◆ About this exercise:
Go over the data and work out how many lines include the word "below". Give that number only.

Data supplied Start Marker

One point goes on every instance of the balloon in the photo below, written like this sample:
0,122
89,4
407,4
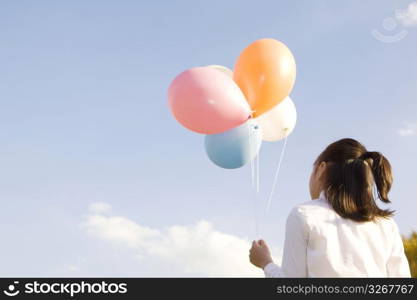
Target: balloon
278,122
265,72
222,69
234,148
207,101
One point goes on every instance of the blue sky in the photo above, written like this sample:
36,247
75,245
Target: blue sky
84,120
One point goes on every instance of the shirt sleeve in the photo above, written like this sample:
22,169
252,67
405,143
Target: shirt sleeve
397,264
295,248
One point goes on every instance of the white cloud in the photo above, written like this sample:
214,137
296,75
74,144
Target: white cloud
408,17
408,130
197,250
99,207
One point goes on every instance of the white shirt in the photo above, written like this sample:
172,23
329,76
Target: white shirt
320,243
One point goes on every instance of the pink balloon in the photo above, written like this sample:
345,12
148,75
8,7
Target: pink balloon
207,101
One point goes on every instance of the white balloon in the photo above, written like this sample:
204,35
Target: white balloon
278,122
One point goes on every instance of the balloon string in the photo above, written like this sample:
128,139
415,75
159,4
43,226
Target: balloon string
274,184
254,180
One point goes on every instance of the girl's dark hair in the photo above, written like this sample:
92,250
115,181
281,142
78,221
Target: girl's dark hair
352,174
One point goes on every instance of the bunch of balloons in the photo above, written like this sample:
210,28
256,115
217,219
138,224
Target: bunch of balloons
240,109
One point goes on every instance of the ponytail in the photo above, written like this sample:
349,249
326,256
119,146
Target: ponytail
350,177
381,169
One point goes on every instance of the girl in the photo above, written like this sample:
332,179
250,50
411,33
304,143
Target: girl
342,232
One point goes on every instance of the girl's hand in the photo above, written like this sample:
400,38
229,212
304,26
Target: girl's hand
259,254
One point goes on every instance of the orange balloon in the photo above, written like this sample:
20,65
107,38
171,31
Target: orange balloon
265,72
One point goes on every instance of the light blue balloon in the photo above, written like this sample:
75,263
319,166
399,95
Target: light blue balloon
234,148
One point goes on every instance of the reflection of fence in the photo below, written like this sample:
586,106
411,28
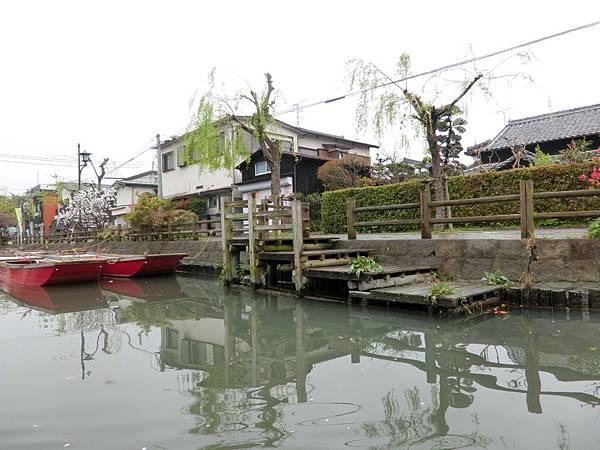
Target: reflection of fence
425,207
171,231
315,215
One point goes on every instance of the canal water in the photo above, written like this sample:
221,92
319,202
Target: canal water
181,363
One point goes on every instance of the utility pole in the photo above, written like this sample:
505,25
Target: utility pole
158,166
78,166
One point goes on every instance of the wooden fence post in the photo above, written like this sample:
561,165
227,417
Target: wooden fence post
298,243
226,237
350,229
526,203
252,258
195,228
448,208
169,230
425,199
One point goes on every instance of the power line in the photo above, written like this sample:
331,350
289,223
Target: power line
297,108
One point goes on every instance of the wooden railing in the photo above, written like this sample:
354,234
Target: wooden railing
256,225
426,207
172,231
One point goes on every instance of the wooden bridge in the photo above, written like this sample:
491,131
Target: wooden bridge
276,237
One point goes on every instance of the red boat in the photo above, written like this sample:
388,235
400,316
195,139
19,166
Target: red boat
45,271
138,265
57,299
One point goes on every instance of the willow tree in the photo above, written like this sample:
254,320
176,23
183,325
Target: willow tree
393,105
214,137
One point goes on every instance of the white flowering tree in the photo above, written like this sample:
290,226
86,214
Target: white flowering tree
89,208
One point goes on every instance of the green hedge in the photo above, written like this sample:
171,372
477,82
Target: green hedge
554,177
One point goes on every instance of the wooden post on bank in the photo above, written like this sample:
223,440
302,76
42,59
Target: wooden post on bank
195,228
252,258
298,242
350,229
226,237
424,200
526,201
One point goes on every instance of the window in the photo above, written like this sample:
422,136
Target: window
285,146
168,162
261,168
172,339
180,157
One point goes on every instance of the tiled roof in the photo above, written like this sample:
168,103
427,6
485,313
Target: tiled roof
571,123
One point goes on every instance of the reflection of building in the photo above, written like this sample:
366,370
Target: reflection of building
127,191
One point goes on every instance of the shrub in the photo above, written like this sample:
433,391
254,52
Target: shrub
553,177
198,205
363,264
543,159
594,229
350,171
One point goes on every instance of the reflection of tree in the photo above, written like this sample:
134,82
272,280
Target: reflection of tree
417,423
157,315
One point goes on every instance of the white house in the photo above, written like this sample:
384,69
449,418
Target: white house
180,180
127,191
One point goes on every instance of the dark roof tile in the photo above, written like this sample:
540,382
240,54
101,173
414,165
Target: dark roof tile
571,123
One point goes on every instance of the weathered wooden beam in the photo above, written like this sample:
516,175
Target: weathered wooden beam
350,230
476,201
387,207
476,219
425,211
298,242
326,262
526,209
374,223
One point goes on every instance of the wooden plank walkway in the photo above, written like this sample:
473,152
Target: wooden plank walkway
341,272
311,254
418,294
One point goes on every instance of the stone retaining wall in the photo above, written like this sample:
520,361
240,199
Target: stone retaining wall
558,260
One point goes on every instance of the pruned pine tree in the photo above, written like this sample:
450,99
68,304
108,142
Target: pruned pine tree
441,125
214,139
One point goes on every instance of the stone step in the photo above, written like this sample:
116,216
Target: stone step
466,292
380,283
387,271
310,255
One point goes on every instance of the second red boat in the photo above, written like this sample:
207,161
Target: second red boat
138,265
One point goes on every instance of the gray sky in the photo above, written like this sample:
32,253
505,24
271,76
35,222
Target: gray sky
112,74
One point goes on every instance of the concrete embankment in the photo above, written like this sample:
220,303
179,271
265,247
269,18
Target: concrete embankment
550,260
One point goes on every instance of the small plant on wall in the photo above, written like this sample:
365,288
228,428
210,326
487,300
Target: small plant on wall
594,229
496,278
363,264
440,289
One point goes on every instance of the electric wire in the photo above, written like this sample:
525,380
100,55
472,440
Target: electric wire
442,68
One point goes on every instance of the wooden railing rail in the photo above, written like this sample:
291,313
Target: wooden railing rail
426,207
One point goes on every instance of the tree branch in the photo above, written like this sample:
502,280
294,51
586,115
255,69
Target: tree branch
462,94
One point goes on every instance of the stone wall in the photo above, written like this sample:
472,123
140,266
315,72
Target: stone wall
557,259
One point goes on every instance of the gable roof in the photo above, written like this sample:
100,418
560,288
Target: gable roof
567,124
174,139
147,178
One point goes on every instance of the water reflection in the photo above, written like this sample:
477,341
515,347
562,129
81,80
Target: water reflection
275,371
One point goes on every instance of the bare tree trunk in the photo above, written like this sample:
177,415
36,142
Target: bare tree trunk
436,173
275,179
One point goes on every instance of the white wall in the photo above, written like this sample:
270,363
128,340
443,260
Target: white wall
126,197
191,179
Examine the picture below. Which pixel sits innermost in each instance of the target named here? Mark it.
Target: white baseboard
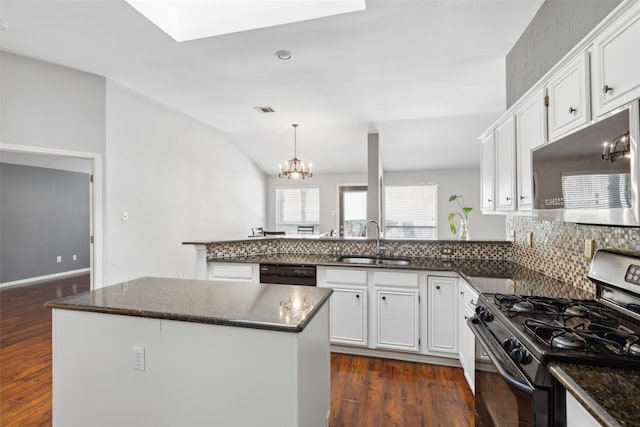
(45, 278)
(397, 355)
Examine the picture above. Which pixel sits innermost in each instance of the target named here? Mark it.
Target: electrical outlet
(588, 248)
(138, 358)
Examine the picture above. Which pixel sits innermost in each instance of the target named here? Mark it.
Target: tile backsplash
(558, 247)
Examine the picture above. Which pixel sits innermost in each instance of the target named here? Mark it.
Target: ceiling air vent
(264, 109)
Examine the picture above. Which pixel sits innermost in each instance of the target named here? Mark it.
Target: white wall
(461, 181)
(464, 182)
(179, 180)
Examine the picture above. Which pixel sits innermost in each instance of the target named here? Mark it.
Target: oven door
(504, 396)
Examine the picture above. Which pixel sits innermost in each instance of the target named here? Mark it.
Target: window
(297, 206)
(411, 212)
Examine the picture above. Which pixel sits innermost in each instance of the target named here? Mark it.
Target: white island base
(195, 374)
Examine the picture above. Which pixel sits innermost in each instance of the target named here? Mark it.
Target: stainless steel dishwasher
(288, 274)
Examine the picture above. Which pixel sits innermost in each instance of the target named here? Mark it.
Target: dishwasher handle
(498, 356)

Data supplied End Marker

◆ Result of this exercise:
3